What the exercise asks: Return every line of the material exactly.
----------
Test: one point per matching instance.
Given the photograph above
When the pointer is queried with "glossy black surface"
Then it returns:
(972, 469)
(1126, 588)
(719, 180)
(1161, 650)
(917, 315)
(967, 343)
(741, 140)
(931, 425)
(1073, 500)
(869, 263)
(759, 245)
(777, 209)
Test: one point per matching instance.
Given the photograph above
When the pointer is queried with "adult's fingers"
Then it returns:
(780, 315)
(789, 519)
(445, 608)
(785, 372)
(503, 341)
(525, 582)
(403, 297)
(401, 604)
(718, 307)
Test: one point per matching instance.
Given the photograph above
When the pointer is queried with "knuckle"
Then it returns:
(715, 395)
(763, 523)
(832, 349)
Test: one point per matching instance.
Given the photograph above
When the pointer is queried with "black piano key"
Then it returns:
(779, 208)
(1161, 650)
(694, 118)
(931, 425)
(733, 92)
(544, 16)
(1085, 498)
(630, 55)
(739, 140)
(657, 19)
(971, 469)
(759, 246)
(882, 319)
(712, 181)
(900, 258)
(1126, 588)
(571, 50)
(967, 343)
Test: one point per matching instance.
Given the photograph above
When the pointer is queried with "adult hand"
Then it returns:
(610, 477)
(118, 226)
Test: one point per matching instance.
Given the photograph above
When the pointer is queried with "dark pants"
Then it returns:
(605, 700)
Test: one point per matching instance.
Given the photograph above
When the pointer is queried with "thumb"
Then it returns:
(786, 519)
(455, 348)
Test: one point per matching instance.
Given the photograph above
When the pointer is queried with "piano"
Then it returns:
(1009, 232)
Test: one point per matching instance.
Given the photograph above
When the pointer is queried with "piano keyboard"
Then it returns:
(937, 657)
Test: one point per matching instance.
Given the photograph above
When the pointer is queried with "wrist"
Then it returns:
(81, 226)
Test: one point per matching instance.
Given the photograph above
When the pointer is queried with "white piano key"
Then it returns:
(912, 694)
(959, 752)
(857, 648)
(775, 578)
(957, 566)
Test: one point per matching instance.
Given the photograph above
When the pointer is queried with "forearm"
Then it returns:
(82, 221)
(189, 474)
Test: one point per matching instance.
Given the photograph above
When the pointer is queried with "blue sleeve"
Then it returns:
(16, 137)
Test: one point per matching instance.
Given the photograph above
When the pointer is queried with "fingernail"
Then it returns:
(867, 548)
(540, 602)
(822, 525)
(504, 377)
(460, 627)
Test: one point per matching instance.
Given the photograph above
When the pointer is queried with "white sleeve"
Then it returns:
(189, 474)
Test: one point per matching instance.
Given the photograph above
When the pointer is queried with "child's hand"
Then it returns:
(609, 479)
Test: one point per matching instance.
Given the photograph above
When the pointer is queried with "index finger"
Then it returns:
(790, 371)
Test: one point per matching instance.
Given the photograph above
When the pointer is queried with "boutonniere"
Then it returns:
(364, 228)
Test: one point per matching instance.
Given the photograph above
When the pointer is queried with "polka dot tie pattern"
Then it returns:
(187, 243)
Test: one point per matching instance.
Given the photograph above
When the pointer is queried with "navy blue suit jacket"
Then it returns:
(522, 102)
----------
Answer to the problem:
Test: one point per matching instance.
Given the photograph above
When the pointer is queried with "glossy black surface"
Then it returns:
(972, 469)
(1126, 588)
(719, 180)
(1161, 650)
(917, 315)
(967, 343)
(741, 140)
(931, 425)
(1073, 500)
(869, 263)
(759, 245)
(777, 209)
Test: one point per matching instance.
Given the photograph above
When the pointer is queried with "adult's fingers"
Then it returns:
(780, 315)
(789, 519)
(445, 608)
(785, 372)
(503, 341)
(525, 582)
(403, 297)
(401, 604)
(718, 307)
Test: one point per matching instance.
Given the photograph above
When the pointer is queried with "knuckle"
Then it returns:
(715, 395)
(763, 523)
(832, 349)
Test: one point per matching instance.
Given the photograph above
When the pointer is queried with "black piano key"
Then it returns:
(779, 208)
(1161, 650)
(694, 118)
(931, 425)
(733, 92)
(544, 16)
(1085, 498)
(630, 55)
(739, 140)
(657, 19)
(971, 469)
(759, 246)
(882, 319)
(712, 181)
(900, 258)
(1126, 588)
(571, 50)
(967, 343)
Test: one point per matching instance.
Given the photograph above
When the pointer is queried with "adult hand"
Then it returns:
(610, 477)
(118, 226)
Test: one point per matching instance.
Given the photograph above
When the pointer is queried with "dark pants"
Then it returns:
(605, 700)
Test: one point per matching instance.
Given the photograph above
When the pointer is queried with "thumb"
Then it returns:
(786, 519)
(455, 348)
Test: one point per matching instance.
Given the photograph above
When the pointer is queried with "piano"
Then it returns:
(1009, 232)
Test: one point per matching instance.
Given the photograph above
When the pointer is queried with "piano keyboard"
Then it returns:
(937, 657)
Test: one point per matching instance.
Given the photograph above
When the pointer is queried with "wrist"
Then it returns:
(81, 226)
Test: one point per matching instance.
Given the photograph above
When the pointer is queried with "white piano key"
Then it returns:
(912, 694)
(959, 752)
(857, 648)
(775, 578)
(957, 566)
Test: one point per matching instance.
Given the photograph above
When the pointer is queried with "forearm"
Then it returns:
(82, 221)
(189, 474)
Test: one point per matching instance.
Given the photograph above
When the pointer is queried with "blue sleeve"
Then it returns:
(16, 137)
Test: one point per matching instance.
Given the photograph above
When the pointer is queried with "fingernail"
Then it returns:
(867, 548)
(540, 602)
(822, 525)
(504, 377)
(460, 627)
Test: one point per matching instance.
Given the photograph above
When the pointer is queried with "white sleeve"
Then it returns:
(189, 474)
Test: one point per matching instance.
Given the photograph above
When the pointer is queried with "child's hand"
Then it returns:
(609, 479)
Test: one point per matching instance.
Given the photograph above
When the pointer is queried with "index finger"
Then it returns:
(790, 371)
Test: one point per matching instance.
Given the photograph above
When the pointer is queried with "boutonniere"
Then it returns:
(364, 228)
Test: one point per matching instance.
Given the photograph above
When the pointer is queried with "polka dot tie pattern"
Then it returns:
(187, 243)
Test: one point per matching instance.
Given the photograph above
When the pointer is queried with "navy blue suit jacket"
Then it returns:
(522, 102)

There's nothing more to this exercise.